# Passage shown
[START]

= List of public domain works with multimedia adaptations =

Following is a list of public domain works with multimedia adaptations. This lists includes works for which installments exist in multiple forms of media, such as books, comic books, films, television series, and video games. Multimedia franchises usually develop through a character or fictional world becoming popular in one medium, and then expanding to others through licensing agreements, with respect to intellectual property in the franchise's characters and settings. With respect to public domain works, however, adaptations or extensions of the original work may be done without the permission of the author.

To qualify for purposes of this list, the original media must have originated from the work of an identifiable author or set of co-authors, and must have been adapted into works in at least three forms of media, and must have two or more separate works in at least two of those forms of media (a television series or comic book series is considered a single work for purposes of this list; multiple spin-off series or remakes of a previously ended series are considered multiple works). For example, a novel that spawned one film and one television series would not qualify; a series of novels made into a television series that had a spin-off series, or was remade as a new series, and which also spawned one film, does qualify.

[END]

# Brief A
Reproduce the part of the passage on public domain works with multimedia adaptations starting with "To qualify for" and going on through "film, does qualify.".
The records that come next are unrelated to the passage on public domain works.

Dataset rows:
[START]

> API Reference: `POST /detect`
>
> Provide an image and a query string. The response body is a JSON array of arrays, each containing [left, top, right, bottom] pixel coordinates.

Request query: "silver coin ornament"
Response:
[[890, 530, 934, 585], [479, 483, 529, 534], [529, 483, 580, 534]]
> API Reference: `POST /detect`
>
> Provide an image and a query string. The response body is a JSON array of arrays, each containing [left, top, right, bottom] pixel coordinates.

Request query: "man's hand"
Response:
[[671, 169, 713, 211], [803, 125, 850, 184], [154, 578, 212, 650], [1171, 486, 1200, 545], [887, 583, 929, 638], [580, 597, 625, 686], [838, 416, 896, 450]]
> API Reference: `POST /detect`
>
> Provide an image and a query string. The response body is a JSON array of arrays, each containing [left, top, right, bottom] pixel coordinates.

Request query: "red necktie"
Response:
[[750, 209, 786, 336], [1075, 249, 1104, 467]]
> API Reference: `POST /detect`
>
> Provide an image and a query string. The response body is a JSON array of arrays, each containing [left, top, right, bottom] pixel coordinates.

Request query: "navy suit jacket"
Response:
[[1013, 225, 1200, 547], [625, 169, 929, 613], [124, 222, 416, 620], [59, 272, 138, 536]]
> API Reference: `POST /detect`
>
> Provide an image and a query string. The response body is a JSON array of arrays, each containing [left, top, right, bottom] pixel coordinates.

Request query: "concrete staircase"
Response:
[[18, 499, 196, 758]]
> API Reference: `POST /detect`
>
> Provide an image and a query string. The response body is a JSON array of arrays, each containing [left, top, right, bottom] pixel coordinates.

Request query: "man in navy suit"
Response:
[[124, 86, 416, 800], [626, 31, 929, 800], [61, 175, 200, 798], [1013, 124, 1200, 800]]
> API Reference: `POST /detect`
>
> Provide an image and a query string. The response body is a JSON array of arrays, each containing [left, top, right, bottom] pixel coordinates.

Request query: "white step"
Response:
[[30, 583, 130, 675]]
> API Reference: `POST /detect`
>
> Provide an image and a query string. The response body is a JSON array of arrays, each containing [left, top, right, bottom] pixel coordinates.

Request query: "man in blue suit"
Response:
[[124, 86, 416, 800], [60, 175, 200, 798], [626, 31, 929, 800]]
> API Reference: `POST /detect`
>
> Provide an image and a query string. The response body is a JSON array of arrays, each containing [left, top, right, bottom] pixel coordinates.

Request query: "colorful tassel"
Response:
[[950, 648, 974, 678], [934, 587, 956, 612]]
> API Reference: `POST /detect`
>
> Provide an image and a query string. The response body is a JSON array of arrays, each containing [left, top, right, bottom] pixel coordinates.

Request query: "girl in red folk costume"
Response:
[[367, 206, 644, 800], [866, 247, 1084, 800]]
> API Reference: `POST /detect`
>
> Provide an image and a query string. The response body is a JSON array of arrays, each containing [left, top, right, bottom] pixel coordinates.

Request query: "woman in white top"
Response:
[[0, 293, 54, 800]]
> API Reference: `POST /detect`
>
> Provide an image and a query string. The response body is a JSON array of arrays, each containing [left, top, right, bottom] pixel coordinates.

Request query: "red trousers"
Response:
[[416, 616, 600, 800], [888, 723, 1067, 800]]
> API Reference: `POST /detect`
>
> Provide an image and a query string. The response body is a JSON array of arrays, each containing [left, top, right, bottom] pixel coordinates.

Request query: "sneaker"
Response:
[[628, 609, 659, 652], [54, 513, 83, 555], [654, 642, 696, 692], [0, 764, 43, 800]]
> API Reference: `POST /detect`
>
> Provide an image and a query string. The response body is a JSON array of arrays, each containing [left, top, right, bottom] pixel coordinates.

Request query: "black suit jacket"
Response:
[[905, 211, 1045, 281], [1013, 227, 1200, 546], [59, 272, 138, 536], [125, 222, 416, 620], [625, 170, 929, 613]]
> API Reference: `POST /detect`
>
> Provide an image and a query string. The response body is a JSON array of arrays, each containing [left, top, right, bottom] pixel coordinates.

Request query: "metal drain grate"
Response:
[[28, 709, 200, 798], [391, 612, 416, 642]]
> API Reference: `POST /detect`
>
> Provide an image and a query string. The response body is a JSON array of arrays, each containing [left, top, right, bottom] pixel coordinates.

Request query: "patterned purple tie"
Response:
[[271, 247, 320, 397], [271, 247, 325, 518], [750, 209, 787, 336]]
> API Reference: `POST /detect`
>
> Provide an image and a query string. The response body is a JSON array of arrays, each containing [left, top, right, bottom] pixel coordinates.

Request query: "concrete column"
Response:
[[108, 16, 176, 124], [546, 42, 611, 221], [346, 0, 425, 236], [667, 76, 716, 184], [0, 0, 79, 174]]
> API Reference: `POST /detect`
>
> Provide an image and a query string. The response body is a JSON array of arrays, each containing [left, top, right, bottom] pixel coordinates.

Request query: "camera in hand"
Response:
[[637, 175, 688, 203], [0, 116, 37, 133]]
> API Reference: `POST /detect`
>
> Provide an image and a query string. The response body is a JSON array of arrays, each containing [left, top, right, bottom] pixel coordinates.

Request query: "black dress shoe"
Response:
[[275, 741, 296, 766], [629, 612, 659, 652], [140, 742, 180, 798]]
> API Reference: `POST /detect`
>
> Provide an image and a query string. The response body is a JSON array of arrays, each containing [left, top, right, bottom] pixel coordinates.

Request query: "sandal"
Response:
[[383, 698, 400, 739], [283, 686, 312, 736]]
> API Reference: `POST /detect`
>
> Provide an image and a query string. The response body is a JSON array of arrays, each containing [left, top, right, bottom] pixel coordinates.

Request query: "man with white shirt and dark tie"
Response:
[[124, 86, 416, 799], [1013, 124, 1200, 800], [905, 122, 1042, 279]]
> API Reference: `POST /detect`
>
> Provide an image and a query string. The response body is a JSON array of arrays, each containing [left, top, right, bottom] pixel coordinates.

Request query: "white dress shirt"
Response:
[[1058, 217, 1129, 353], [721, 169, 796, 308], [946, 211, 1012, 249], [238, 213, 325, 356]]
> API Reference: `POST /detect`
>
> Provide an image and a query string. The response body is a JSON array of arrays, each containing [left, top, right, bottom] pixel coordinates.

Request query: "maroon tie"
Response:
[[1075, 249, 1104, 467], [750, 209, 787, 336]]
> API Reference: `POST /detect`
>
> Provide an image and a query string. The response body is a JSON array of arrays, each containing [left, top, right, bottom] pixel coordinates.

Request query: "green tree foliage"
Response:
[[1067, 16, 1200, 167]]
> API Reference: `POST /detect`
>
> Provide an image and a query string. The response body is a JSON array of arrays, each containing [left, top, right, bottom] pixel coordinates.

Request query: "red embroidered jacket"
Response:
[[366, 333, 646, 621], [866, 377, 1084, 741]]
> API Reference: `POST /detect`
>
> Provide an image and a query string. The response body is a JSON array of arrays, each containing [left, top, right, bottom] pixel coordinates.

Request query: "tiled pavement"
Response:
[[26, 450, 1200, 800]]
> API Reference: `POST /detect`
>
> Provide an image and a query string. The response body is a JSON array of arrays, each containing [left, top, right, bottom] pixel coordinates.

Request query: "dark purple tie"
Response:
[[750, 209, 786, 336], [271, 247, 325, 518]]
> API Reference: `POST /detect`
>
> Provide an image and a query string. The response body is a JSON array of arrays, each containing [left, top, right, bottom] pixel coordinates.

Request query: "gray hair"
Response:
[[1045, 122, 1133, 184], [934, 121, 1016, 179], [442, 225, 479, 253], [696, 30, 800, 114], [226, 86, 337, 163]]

[END]
[START]

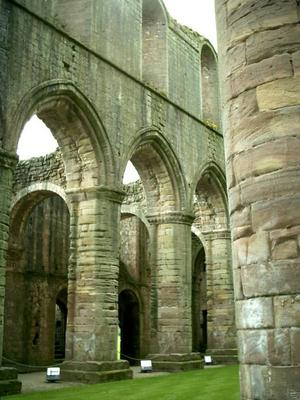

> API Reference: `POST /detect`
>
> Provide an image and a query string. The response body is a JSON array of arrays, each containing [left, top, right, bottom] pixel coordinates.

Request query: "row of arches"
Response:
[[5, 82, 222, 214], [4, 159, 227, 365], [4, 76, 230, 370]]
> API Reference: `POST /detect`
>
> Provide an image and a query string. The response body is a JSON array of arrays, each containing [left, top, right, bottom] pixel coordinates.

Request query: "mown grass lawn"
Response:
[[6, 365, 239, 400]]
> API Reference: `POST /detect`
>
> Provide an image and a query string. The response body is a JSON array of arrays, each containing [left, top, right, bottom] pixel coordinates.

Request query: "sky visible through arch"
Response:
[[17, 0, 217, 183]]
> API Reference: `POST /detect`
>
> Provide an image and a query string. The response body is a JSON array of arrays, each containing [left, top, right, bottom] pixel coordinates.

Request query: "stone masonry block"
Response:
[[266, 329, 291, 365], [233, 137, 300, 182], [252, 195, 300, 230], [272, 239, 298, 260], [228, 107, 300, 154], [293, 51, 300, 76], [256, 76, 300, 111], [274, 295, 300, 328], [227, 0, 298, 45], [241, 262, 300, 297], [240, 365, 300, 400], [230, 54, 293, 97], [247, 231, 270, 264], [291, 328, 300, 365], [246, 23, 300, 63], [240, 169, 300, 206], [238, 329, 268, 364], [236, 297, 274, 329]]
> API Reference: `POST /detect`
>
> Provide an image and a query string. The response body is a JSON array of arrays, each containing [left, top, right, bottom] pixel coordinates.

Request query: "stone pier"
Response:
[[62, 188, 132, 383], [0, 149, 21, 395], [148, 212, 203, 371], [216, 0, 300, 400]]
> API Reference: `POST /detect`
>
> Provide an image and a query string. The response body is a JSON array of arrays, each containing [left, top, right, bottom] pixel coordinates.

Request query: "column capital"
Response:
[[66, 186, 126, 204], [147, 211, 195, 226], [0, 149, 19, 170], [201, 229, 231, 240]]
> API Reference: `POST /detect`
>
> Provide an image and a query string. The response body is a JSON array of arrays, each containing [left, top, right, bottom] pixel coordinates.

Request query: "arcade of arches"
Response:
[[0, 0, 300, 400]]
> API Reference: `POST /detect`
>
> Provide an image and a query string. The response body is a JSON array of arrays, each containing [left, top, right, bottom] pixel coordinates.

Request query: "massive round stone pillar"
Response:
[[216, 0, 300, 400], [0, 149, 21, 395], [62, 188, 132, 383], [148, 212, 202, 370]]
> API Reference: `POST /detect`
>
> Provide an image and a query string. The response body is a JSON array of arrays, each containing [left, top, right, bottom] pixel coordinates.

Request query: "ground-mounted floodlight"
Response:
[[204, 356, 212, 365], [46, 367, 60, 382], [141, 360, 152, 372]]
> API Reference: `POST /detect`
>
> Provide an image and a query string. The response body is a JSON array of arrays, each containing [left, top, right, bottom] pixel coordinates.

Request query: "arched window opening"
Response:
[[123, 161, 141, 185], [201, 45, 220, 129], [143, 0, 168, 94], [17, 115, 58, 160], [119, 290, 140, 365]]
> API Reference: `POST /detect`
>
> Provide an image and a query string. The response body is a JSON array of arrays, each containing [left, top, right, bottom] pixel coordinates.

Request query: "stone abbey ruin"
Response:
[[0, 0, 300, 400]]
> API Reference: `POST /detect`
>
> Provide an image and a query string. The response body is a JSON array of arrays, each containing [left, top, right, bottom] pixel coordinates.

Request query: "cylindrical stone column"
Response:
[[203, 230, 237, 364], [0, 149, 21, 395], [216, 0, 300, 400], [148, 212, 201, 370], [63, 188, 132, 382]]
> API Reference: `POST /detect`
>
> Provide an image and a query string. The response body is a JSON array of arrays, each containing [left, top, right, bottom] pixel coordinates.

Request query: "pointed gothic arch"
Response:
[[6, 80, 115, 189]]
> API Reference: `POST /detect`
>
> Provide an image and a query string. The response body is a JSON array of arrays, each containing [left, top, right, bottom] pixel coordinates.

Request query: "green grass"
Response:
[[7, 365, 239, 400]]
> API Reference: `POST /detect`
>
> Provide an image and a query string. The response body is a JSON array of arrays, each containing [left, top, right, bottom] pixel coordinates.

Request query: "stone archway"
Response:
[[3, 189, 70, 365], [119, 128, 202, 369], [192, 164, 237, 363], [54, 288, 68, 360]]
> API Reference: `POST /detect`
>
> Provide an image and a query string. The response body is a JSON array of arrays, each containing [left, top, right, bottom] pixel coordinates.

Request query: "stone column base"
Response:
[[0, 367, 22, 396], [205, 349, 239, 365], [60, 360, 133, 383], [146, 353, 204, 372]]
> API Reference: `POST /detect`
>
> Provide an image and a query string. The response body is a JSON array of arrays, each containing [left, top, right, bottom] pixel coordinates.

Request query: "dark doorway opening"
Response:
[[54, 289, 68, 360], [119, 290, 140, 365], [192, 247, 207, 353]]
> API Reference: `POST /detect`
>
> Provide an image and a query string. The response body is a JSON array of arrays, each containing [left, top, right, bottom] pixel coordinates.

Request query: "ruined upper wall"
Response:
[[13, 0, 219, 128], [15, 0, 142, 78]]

[END]

# Brief B
State how many lines of the records contain the string "white", with case counting, and give only the number.

# Full response A
To qualify for purposes of this list, the original media must have originated from the work of an identifiable author or set of co-authors, and must have been adapted into works in at least three forms of media, and must have two or more separate works in at least two of those forms of media (a television series or comic book series is considered a single work for purposes of this list; multiple spin-off series or remakes of a previously ended series are considered multiple works). For example, a novel that spawned one film and one television series would not qualify; a series of novels made into a television series that had a spin-off series, or was remade as a new series, and which also spawned one film, does qualify.

# Full response B
4